→ Selected excerpt:
━━━━

Please keep the discussion on the mailing list rather than commenting on the wiki (wiki discussions get unwieldy fast).
There was a first side input design document here: https://docs.google.com/document/d/1hIgxi2Zchww_5fWUHLoYiXwSBXjv-M5eOv-MKQYN3m4/edit#. A second attempt to solve the problem, based on the first one, was started here: https://docs.google.com/document/d/1hqUmrLY_wPTeS5bqG36Qq9P8LeDjZ_db61ky7OQy1hw/edit#heading=h.z6bw9wg0jj23. The original mailing list discussion is available here: https://lists.apache.org/thread.html/797df0ba066151b77c7951fd7d603a8afd7023920d0607a0c6337db3@1462181294@%3Cdev.flink.apache.org%3E.
Side inputs are an extension of the idea of broadcast sets from the DataSet API to the DataStream API. The name side input (inspired by a similar feature in Apache Beam) is preliminary but we chose to diverge from the name broadcast set because 1) it is not necessarily broadcast, as described below and 2) it is not a set. A side input is an additional input to an operation that itself can result from a streaming computation. We propose adding support for side inputs in two stages. First, we would add support for non-windowed side inputs and then we would add support for windowed side inputs.
Several use cases would be enabled by or can benefit from native support for side inputs. In general, most of these follow the pattern of joining a main stream of high throughput with one or several inputs of slowly changing or static data:
- Join stream with static data: In this use case we have a high-throughput main input and a static set of data that we want to use to filter elements in the main stream or enrich them. We would first like to load the static data into internal structures and then stream by the main stream. Since we are in a streaming environment we would have to buffer arriving elements on the main input until we know that we completely read the side input. In many cases the main input is keyed and we also want to key the side input such that we don’t have to ship all side-input elements to all parallel instances of an operation. (This is one reason for not calling the feature broadcast stream/set).

━━━━

Excerpts from a dataset on pointing at objects
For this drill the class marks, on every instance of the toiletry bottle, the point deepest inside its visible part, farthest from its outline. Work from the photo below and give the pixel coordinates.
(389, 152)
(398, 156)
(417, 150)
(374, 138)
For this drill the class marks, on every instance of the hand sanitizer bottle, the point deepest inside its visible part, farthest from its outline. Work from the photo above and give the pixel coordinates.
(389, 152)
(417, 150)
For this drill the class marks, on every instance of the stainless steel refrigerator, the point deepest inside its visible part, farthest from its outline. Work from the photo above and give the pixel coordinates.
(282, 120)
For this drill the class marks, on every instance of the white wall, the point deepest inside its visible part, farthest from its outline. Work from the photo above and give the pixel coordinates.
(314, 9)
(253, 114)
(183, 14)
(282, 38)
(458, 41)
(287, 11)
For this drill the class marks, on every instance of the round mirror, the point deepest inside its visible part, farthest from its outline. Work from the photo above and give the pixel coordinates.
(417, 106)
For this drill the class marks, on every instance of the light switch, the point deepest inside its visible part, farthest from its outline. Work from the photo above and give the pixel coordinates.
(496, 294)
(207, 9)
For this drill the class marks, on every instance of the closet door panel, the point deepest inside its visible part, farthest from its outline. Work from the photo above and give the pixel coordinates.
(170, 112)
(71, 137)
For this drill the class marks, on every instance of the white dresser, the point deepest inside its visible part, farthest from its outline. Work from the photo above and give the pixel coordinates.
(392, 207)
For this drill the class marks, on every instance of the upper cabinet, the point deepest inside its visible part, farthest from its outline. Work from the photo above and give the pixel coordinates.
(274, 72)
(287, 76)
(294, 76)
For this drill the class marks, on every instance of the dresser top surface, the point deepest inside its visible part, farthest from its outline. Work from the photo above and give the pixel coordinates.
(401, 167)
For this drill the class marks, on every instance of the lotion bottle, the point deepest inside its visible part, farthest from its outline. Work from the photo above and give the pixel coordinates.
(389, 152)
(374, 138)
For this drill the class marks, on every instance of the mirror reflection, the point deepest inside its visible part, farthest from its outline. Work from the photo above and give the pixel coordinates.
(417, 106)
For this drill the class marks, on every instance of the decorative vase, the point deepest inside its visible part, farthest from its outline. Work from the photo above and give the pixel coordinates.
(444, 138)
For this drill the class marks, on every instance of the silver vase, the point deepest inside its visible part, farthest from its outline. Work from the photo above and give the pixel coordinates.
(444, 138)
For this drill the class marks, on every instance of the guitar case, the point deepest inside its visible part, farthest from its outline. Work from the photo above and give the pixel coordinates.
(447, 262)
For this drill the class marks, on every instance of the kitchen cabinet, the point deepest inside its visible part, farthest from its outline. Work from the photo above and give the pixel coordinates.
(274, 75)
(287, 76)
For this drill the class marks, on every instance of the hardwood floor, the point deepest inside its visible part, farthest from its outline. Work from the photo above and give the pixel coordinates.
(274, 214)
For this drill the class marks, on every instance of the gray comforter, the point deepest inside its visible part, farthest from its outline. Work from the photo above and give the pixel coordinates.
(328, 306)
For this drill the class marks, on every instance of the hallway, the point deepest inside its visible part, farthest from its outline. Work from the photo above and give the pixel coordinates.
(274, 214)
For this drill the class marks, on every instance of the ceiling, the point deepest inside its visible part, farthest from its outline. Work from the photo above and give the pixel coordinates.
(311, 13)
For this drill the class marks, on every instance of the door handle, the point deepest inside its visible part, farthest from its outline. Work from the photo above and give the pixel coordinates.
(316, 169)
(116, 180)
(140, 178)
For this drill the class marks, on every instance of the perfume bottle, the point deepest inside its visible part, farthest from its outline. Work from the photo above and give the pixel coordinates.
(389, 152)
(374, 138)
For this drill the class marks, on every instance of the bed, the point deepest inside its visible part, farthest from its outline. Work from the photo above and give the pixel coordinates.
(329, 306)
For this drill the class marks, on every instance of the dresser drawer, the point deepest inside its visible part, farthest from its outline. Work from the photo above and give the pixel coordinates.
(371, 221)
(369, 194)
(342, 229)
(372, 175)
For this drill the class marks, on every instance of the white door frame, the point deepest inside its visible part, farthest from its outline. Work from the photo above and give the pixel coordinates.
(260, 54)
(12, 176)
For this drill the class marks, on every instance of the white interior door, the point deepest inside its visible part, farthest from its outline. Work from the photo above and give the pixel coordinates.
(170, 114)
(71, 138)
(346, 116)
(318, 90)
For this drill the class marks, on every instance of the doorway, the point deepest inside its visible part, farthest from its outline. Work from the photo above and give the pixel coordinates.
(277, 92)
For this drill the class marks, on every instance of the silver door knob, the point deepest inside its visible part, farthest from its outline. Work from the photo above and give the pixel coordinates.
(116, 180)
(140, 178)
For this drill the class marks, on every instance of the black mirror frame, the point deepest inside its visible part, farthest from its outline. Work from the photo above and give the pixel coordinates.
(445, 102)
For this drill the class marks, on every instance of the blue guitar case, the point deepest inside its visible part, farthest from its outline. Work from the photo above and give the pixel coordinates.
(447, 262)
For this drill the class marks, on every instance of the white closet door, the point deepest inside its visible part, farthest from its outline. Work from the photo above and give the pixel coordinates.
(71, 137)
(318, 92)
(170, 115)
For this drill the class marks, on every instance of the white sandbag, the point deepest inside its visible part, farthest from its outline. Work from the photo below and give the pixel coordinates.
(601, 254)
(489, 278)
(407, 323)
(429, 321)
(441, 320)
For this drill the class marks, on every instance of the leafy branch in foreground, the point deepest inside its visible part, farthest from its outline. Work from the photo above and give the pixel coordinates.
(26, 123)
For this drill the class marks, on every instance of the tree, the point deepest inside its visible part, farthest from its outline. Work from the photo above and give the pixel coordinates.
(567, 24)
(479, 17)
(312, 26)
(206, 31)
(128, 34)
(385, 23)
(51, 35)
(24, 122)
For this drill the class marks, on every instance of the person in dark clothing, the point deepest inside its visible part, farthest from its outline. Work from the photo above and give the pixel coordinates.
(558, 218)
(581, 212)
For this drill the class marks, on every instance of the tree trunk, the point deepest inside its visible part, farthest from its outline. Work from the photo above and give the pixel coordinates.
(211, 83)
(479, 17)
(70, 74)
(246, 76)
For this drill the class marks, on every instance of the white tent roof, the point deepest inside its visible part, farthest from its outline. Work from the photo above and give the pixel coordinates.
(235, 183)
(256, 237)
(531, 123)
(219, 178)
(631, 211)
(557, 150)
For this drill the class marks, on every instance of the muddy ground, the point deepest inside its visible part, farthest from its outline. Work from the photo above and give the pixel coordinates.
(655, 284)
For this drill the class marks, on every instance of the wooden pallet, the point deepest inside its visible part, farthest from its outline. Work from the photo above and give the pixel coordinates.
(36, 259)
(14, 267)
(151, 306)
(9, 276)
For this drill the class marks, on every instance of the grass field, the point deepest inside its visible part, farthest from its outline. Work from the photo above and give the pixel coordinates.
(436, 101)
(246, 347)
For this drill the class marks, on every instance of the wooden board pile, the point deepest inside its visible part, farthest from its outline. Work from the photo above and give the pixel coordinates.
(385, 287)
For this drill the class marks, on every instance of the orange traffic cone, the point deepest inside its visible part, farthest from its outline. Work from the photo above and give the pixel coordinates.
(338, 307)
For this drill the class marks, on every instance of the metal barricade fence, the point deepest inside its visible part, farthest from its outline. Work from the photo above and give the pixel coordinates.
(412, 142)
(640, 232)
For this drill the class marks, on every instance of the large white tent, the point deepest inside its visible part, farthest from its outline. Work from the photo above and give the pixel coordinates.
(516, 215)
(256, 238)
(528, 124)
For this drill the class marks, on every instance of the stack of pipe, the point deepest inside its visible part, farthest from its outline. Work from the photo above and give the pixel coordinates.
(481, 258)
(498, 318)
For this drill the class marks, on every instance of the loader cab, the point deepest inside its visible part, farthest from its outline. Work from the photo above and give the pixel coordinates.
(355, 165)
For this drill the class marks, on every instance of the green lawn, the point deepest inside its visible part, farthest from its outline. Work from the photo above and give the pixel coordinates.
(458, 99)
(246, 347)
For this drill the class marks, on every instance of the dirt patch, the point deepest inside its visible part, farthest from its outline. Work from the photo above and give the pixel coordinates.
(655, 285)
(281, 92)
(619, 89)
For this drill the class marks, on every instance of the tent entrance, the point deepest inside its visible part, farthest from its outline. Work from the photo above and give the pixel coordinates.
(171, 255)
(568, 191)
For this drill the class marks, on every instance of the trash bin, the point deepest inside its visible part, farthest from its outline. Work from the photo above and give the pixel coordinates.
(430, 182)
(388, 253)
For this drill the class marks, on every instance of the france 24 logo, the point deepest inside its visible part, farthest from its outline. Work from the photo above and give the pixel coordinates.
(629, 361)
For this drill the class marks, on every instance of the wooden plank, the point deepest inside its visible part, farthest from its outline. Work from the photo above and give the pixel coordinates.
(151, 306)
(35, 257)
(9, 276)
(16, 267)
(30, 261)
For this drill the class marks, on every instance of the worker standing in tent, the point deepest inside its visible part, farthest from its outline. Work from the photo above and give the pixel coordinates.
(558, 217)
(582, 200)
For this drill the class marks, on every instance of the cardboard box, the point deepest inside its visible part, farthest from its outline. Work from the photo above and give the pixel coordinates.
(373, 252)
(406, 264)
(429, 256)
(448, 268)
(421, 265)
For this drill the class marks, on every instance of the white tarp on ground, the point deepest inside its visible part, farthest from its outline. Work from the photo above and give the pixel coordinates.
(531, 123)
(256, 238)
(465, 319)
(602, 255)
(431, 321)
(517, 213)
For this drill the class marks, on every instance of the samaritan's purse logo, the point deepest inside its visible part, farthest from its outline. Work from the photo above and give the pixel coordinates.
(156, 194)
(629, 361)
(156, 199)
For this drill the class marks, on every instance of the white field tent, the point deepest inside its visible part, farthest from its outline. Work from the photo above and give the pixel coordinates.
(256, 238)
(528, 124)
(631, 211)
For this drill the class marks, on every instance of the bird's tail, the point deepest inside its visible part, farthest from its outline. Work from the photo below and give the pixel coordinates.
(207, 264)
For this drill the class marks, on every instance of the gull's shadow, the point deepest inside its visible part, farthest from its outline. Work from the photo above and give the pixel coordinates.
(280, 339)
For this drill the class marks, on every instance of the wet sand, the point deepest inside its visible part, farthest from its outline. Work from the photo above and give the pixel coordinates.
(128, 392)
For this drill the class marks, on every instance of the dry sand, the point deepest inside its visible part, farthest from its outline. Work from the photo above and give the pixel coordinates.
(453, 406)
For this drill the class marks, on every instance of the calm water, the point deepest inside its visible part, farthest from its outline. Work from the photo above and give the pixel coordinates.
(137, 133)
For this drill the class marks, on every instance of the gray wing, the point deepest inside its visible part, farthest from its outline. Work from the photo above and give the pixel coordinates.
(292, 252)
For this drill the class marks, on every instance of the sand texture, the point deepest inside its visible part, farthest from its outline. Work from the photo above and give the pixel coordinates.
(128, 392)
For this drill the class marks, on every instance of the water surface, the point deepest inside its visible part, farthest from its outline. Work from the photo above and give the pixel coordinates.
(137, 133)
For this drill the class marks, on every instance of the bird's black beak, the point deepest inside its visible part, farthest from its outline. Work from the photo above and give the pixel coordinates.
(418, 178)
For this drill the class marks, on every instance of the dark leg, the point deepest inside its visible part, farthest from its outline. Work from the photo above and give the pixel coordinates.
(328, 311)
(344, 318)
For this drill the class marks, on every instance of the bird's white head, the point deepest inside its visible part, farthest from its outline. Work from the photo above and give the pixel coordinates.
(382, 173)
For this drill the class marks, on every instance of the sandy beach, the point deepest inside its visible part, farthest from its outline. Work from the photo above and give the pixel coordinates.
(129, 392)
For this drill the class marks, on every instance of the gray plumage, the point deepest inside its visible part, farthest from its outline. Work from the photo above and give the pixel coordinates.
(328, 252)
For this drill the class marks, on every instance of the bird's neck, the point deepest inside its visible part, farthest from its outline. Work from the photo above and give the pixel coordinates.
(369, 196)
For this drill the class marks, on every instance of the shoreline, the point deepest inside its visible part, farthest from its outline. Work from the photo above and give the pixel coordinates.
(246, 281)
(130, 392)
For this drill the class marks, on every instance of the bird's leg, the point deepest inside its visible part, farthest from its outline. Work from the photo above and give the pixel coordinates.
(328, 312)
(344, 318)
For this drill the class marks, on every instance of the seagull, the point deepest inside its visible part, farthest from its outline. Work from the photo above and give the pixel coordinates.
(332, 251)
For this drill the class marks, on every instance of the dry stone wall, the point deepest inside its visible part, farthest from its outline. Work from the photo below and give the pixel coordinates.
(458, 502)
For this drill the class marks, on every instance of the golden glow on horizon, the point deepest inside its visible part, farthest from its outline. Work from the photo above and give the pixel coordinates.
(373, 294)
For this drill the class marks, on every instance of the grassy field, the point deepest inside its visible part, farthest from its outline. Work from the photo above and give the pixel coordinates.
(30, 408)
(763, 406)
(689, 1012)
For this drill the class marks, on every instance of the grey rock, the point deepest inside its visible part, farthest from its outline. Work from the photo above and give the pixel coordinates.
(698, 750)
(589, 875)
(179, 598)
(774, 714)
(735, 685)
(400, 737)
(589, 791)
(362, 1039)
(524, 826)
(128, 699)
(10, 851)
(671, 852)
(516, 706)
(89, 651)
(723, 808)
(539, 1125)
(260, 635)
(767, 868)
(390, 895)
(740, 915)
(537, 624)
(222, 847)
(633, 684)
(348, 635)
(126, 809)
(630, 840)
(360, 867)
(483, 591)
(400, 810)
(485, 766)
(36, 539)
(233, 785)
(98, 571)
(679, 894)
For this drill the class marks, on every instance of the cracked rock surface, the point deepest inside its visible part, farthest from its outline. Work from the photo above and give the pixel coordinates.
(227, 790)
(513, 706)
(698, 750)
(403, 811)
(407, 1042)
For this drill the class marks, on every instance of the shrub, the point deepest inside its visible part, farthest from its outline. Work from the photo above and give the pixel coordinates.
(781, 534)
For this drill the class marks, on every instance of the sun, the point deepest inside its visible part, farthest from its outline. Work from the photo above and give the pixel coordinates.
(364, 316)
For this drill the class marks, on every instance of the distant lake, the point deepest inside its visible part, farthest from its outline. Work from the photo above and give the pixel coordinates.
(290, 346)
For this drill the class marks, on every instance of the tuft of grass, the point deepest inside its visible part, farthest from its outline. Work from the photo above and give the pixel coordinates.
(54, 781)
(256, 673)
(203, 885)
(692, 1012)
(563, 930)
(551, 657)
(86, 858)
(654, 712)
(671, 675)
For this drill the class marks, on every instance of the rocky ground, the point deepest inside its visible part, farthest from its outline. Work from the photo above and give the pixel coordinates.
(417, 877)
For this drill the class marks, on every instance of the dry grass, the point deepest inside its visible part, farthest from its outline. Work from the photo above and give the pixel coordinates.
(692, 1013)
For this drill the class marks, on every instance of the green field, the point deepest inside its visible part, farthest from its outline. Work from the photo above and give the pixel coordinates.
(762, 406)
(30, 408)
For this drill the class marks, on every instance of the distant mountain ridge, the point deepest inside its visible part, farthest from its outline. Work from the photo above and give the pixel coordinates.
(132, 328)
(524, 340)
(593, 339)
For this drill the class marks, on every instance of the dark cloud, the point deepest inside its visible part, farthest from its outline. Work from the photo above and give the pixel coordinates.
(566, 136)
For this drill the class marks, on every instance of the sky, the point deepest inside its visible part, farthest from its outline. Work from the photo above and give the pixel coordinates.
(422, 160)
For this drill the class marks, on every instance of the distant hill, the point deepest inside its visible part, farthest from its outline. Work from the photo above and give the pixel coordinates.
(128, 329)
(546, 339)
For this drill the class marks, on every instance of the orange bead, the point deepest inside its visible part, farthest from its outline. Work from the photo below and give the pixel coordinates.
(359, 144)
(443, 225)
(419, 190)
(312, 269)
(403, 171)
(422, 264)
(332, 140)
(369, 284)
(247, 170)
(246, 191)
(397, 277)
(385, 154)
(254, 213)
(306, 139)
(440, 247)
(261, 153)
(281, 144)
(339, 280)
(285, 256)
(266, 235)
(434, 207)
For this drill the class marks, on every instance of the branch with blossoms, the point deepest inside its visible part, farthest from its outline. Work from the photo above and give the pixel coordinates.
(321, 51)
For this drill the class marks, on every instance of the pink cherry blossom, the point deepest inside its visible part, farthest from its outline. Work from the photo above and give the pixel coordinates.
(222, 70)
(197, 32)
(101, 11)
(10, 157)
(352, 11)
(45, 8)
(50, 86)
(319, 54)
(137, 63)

━━━━

→ Problem: Copy the whole text on side inputs, word for word. These entries have no part in what comes next.

→ The reply:
Please keep the discussion on the mailing list rather than commenting on the wiki (wiki discussions get unwieldy fast).
There was a first side input design document here: https://docs.google.com/document/d/1hIgxi2Zchww_5fWUHLoYiXwSBXjv-M5eOv-MKQYN3m4/edit#. A second attempt to solve the problem, based on the first one, was started here: https://docs.google.com/document/d/1hqUmrLY_wPTeS5bqG36Qq9P8LeDjZ_db61ky7OQy1hw/edit#heading=h.z6bw9wg0jj23. The original mailing list discussion is available here: https://lists.apache.org/thread.html/797df0ba066151b77c7951fd7d603a8afd7023920d0607a0c6337db3@1462181294@%3Cdev.flink.apache.org%3E.
Side inputs are an extension of the idea of broadcast sets from the DataSet API to the DataStream API. The name side input (inspired by a similar feature in Apache Beam) is preliminary but we chose to diverge from the name broadcast set because 1) it is not necessarily broadcast, as described below and 2) it is not a set. A side input is an additional input to an operation that itself can result from a streaming computation. We propose adding support for side inputs in two stages. First, we would add support for non-windowed side inputs and then we would add support for windowed side inputs.
Several use cases would be enabled by or can benefit from native support for side inputs. In general, most of these follow the pattern of joining a main stream of high throughput with one or several inputs of slowly changing or static data:
- Join stream with static data: In this use case we have a high-throughput main input and a static set of data that we want to use to filter elements in the main stream or enrich them. We would first like to load the static data into internal structures and then stream by the main stream. Since we are in a streaming environment we would have to buffer arriving elements on the main input until we know that we completely read the side input. In many cases the main input is keyed and we also want to key the side input such that we don’t have to ship all side-input elements to all parallel instances of an operation. (This is one reason for not calling the feature broadcast stream/set).